[Objective]: In the forum thread on large group sizes, what does KainG say happens when a single enemy faces a party of six or more?
━━ Page extract
# Large Group Size



## Falkus (Aug 14, 2011)

Well, my recruiting for Pathfinder Zeitgeist here in Montreal has gone extremely well. Enthusiastically, even. I've found myself with eight players.

So, I'm just looking for a bit of advice in scaling up the encounters in Island at the Axis of the World, since this will be my first time DMing a Pathfinder game.

Now, just so you know where I'm coming from, I'm no stranger to large groups in RPGs. Indeed; I've run with eight players before, and I'm doing it right now with my Dark Heresy campaign, so that's not a problem for me.


----------



## benfromidaho (Aug 15, 2011)

I'm sure Rugult will be better at suggestions in terms of scaling up, but, if I remember correctly, Pathfinder is built so that groups of 4 or 5 are the standard.  Any chance you can split the 8 into two groups of 4?


----------



## Falkus (Aug 15, 2011)

I'm afraid that's not really an option for me; schedule-wise.


----------



## KainG (Aug 15, 2011)

My Pathfinder group has varied from 6 to 8 in the past, so I've learned to do a bunch of different ways to make encounters more challenging for the party.

I usually add more "mook" level enemies, at most doubling the number listed in the adventure. Sometimes, when that doesn't fit with the story (and if I have time), I add levels to the enemies, or apply the Advanced template on monsters. Depending on the encounter, I might do a mix of both.

One thing I've learned is that one enemy alone against a party size of 6 or more goes down *fast*. Where I can, I try to add minions or a strong partner.

Depending on the players, I'm not afraid of changing the tactics or setup of the encounter, making the foes use smarter tactics and strategies, or if I have time, swap some feats or abilities for a more optimal build. Altering the terrain sometimes works to make things more challenging as well.

Hope these help, and looking forward to the game!


----------



## RangerWickett (Aug 15, 2011)

Spoilers.

[sblock]In the first scene, more dockers.

In the second scene, it's hard to justify sneaking more baddies onto the boat, so maybe scale them up a tad. Or perhaps have one or two traitorous sailors who come down from the deck when they see the party go down.

In the cave, maybe more miners survived.
━━━━
━━ Data section
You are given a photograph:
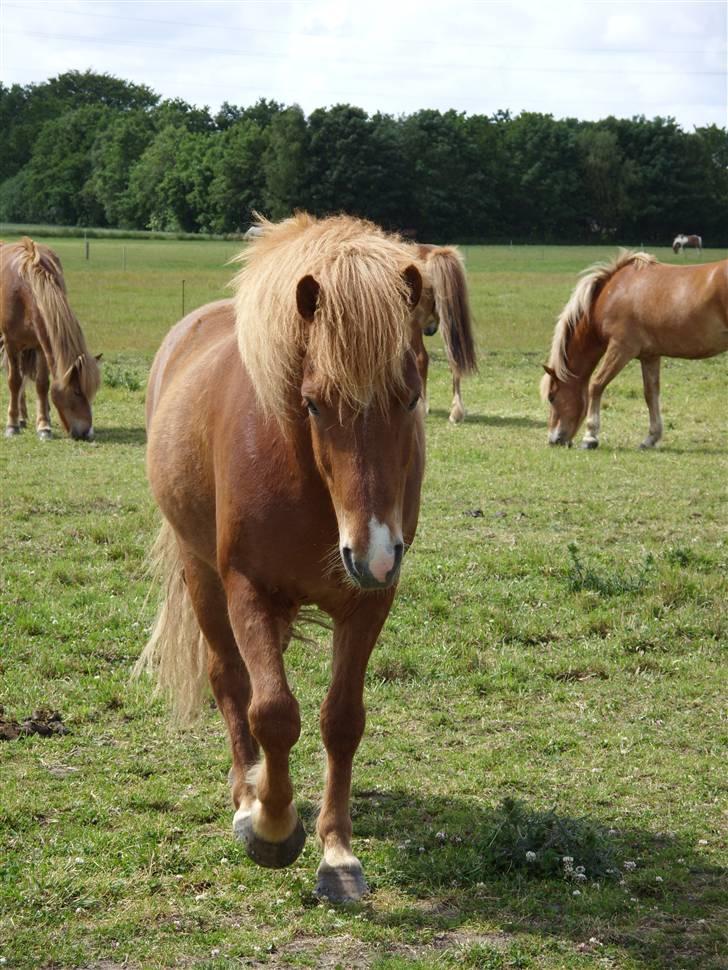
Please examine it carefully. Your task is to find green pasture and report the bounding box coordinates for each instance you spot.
━━━━
[Answer to this problem]: It goes down fast.